**DATA SECTION:**
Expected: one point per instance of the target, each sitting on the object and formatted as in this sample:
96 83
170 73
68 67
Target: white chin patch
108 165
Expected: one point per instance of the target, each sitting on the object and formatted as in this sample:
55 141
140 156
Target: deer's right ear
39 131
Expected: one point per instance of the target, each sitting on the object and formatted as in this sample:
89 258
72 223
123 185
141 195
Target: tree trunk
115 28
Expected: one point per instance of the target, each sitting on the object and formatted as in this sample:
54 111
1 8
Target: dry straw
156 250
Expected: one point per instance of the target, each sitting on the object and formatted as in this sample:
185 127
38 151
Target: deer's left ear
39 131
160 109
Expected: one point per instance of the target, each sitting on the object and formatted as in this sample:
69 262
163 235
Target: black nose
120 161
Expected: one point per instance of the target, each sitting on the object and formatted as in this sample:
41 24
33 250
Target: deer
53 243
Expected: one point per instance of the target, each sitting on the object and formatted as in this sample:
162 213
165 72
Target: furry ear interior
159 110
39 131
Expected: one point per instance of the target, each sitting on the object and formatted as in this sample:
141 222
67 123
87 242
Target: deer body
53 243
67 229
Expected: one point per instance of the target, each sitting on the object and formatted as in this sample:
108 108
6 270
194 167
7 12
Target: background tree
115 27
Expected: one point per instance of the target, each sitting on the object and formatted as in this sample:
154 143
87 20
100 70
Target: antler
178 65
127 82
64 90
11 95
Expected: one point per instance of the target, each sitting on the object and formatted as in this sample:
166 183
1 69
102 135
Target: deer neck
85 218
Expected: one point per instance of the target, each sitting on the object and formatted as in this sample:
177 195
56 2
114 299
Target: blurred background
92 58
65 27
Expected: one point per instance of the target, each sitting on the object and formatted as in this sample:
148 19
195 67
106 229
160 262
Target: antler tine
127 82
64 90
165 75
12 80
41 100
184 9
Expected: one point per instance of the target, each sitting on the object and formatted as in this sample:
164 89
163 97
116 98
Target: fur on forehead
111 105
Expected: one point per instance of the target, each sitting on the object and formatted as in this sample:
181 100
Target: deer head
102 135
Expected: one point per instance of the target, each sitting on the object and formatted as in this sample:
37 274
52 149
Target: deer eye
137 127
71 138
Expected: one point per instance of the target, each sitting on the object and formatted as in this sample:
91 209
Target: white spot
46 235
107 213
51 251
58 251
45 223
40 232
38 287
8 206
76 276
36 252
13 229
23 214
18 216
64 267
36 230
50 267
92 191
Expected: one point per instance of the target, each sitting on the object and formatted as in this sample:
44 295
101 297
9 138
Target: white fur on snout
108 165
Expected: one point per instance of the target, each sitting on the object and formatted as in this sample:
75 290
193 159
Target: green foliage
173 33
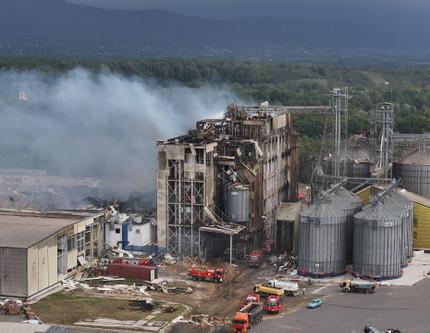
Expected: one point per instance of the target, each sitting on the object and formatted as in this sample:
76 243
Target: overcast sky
302 9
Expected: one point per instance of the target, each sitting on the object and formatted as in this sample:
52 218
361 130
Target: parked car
315 303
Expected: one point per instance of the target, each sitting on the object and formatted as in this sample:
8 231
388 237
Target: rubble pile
204 320
284 264
11 307
15 307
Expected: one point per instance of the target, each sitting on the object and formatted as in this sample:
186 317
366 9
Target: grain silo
351 205
325 226
414 171
378 241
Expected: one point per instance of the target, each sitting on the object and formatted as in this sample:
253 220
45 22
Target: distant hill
57 28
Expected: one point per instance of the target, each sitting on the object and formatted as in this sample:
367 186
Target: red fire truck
251 298
203 273
273 304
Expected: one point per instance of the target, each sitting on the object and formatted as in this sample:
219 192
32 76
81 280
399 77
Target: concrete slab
415 272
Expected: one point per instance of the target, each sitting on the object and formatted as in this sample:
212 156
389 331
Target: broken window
71 243
209 157
200 156
80 241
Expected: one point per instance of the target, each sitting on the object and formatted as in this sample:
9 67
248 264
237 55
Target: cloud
103 125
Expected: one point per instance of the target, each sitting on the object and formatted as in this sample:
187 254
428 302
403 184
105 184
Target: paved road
405 308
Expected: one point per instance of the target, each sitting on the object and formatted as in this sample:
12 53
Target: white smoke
100 125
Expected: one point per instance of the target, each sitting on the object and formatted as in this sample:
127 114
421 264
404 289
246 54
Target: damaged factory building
219 186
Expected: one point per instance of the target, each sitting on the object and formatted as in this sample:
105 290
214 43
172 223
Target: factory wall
13 272
42 265
421 226
138 234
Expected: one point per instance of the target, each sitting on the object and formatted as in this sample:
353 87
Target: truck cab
251 298
240 322
273 304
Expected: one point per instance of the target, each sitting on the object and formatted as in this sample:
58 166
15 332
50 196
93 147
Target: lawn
67 308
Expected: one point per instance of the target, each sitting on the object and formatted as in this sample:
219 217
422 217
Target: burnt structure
226 177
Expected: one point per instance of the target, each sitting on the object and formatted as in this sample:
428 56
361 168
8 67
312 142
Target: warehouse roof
25 229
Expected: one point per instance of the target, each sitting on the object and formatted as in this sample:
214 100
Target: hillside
57 28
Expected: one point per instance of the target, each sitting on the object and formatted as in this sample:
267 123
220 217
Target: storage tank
406 208
414 172
351 205
378 241
236 202
323 236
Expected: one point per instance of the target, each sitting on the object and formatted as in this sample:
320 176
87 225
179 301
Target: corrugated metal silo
414 172
324 229
351 205
378 241
401 204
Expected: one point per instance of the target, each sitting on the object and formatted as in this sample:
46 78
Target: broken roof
289 211
25 229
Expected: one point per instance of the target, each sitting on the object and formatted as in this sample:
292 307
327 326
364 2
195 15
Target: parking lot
404 308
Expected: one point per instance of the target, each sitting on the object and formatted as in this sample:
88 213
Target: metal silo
406 207
414 172
351 205
237 202
323 248
378 241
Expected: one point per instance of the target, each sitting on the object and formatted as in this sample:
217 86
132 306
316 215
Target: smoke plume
98 125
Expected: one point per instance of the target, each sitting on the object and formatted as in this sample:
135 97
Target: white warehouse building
38 250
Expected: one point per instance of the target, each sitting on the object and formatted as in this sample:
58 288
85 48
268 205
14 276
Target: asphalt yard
404 308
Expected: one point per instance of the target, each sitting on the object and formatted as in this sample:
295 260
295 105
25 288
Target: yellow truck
265 289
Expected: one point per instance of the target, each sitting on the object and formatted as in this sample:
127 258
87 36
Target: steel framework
384 121
340 109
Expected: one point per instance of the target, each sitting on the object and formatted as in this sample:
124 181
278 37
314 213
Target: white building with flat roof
38 250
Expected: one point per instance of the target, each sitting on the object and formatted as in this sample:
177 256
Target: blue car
315 303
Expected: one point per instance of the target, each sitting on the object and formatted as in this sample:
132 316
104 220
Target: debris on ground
283 264
11 307
203 320
146 304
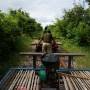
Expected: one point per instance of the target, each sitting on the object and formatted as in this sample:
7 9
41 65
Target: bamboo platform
20 80
77 80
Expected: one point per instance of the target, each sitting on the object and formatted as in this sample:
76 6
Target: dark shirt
47 37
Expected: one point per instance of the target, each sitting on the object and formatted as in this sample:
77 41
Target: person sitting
46 41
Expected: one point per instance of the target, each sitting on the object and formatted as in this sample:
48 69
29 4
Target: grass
23 44
70 46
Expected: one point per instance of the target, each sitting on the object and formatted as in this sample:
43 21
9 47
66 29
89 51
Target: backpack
51 57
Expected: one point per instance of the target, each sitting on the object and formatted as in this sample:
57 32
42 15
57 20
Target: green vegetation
74 31
16 31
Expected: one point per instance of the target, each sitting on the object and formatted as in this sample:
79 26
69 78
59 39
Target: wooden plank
65 83
15 81
30 79
58 54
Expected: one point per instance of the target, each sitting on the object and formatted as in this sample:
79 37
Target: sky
44 11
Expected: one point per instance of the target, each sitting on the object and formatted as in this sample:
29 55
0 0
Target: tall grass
70 46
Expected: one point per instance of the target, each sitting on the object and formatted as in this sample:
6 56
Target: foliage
14 25
75 25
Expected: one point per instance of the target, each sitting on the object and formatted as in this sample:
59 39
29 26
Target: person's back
47 37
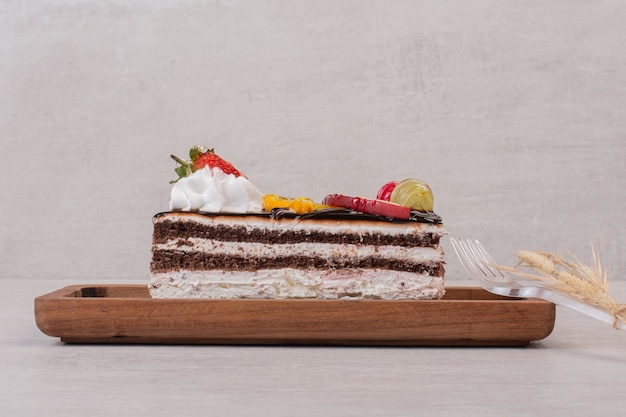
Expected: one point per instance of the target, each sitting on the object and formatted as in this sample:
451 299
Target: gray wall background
512 111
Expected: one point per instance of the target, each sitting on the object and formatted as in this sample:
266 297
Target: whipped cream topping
212 190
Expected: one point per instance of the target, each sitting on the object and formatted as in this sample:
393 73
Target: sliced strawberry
385 191
212 160
200 158
369 206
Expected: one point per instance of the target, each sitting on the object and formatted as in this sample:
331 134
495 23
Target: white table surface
579 370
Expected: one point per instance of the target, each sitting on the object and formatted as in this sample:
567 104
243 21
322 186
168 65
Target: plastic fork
477 262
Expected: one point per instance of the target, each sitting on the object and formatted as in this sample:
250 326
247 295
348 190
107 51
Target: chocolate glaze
165 231
332 214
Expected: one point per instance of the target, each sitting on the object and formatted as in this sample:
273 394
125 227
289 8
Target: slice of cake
223 239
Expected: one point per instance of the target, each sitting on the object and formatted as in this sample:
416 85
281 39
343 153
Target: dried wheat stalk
586 283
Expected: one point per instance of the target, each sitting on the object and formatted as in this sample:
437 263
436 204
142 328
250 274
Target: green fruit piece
413 193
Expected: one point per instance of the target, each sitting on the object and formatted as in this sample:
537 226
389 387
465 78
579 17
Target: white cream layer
338 226
294 283
318 250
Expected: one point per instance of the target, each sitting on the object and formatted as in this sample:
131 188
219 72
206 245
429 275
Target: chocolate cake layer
260 255
168 230
168 260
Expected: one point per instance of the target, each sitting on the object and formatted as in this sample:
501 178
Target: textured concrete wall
512 111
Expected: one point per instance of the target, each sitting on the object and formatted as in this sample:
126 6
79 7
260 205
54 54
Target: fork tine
467 257
476 261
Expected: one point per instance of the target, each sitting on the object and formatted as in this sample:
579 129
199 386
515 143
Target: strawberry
369 206
385 191
200 158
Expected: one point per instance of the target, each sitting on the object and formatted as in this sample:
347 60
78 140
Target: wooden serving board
466 316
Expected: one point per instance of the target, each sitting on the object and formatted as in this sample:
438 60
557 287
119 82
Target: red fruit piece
200 158
369 206
212 160
385 191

**WHAT YOU SHOULD DO:** Which lines in the data above contain the string "piece"? Gather every one of them and copy each line out in full.

**FULL SOLUTION:**
Target: green fruit piece
Target: red fruit piece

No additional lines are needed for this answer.